待处理数据:
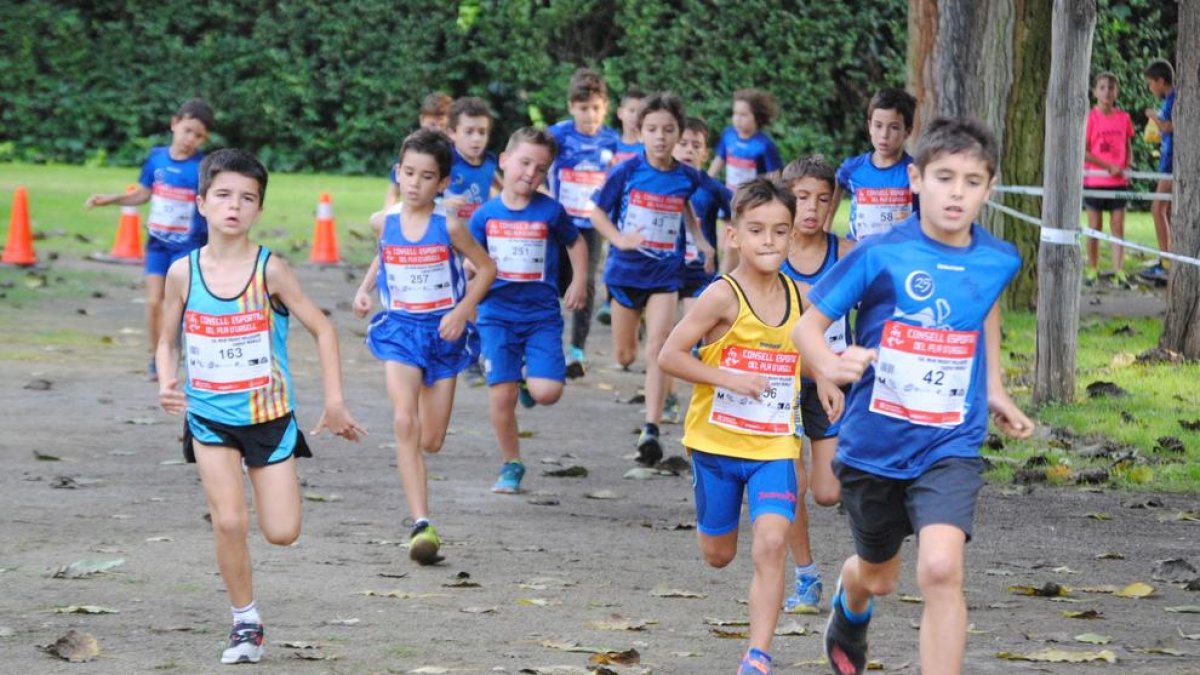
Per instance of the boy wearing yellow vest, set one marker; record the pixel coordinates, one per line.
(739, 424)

--

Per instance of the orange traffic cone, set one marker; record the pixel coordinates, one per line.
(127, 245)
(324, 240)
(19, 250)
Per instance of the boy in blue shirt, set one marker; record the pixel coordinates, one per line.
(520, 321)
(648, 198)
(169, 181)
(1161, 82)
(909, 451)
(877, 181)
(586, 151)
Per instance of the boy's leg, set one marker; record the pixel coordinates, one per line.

任务要求:
请将上文中以包含“Per instance of the orange”的那一行开头、以包含“Per instance of the boy's”的那一行结尾的部分（首尾两行均包括在内）逐行重新写出，其中的请求行原样保留。答案中的坐标值按0.7的比例缩放，即每个数乘以0.7后四舍五入为整数，恰为0.5时向上进位。只输出这一部分的各行。

本题输出:
Per instance of the orange traffic cone, set one marker; record the pixel coordinates, one per line.
(89, 172)
(227, 168)
(13, 175)
Per instance of the boy in blue shirt, set one marker; record the pixel coordinates, one per line.
(364, 225)
(454, 139)
(118, 127)
(813, 57)
(636, 316)
(614, 127)
(410, 106)
Per instance of the boy's leg, set one marker; record the pixel coordinates, one per line.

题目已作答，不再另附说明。